▸ **Exercise text**:
===
Aamir Khan proves his versatility as an actor yet again, playing not one, not two but three roles in this film. As Sanjay Singhania, the savvy corporate honcho, he is polite, yet has a brisk and efficient air to him (a lot like his real life self). As 'Sachin', a struggling actor romancing Kalpana he plays the shy and unassuming everyman, albeit one replete with both confidence and sincerity. And finally, most notably, he plays the post-amnesiac Sanjay, an almost insane inhuman monster, a killing machine consumed by rage and bloodlust, haunted by shattered memories and yet lost, confused and disoriented whenever his periodic memory loss kicks in. Perhaps one of the best scenes in the film is one early on where, waking up at home, Sanjay wanders through his house clueless, having no idea where he is, until he reaches a mirror on which is written a note which tells him to remove his T-shirt whereupon he sees the tattoos that remind him of his lover's death and his quest to avenge her and cause him to be suddenly overpowered by rage and a desire for vengeance-a transition which we observe several times over the course of the film. Asin does a pretty good job as the bubbly and vivacious Kalpana, making her a likable character who's brutal murder does create the impact on the audience's mind which makes us truly sympathise with Sanjay's quest. Jiah Khan does okay as the medical student who gets dragged into Sanjay's quest for revenge while Pradeep Rawat may come across as an over-the-top clichéd bad guy in his role as the titular 'Ghajini'-but it works well for the story, believe it or not.
===
▸ **Exercise instructions**:
1/ Answer these questions from the film review:
(a) What name does Aamir Khan's struggling actor use when romancing Kalpana?
(b) What does the note on the mirror tell Sanjay to do?
(c) Who plays the titular 'Ghajini'?
2/ Write a continuation of the Ghajini film review, picking up after its final sentence.
===
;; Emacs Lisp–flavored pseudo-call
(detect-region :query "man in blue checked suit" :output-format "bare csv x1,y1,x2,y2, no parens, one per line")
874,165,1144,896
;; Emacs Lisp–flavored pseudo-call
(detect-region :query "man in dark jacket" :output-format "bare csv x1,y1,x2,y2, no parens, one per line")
===
▸ **Task results**:
1/
(a) 'Sachin'
(b) Remove his T-shirt
(c) Pradeep Rawat

2/
This film is actually two films in that the darker 'present day sequences' of Sanjay's orgies of violence seem to belong to an entirely different genre from the lighter comedic flashback sequences, though the shattering of Sanjay's happy past life makes us understand the driving force behind his present day violence. The style of music, dialogue and even settings for both sets of sequences is drastically different as a result-where on one hand you have fancy office blocks, garden parties and the beach side, on the other hand you have seedy back lanes and darkened parking lots.
On the whole despite a few ridiculous plot holes, Ghajini is definitely one of the most entertaining, if not one of the best, films of Bollywood in recent years.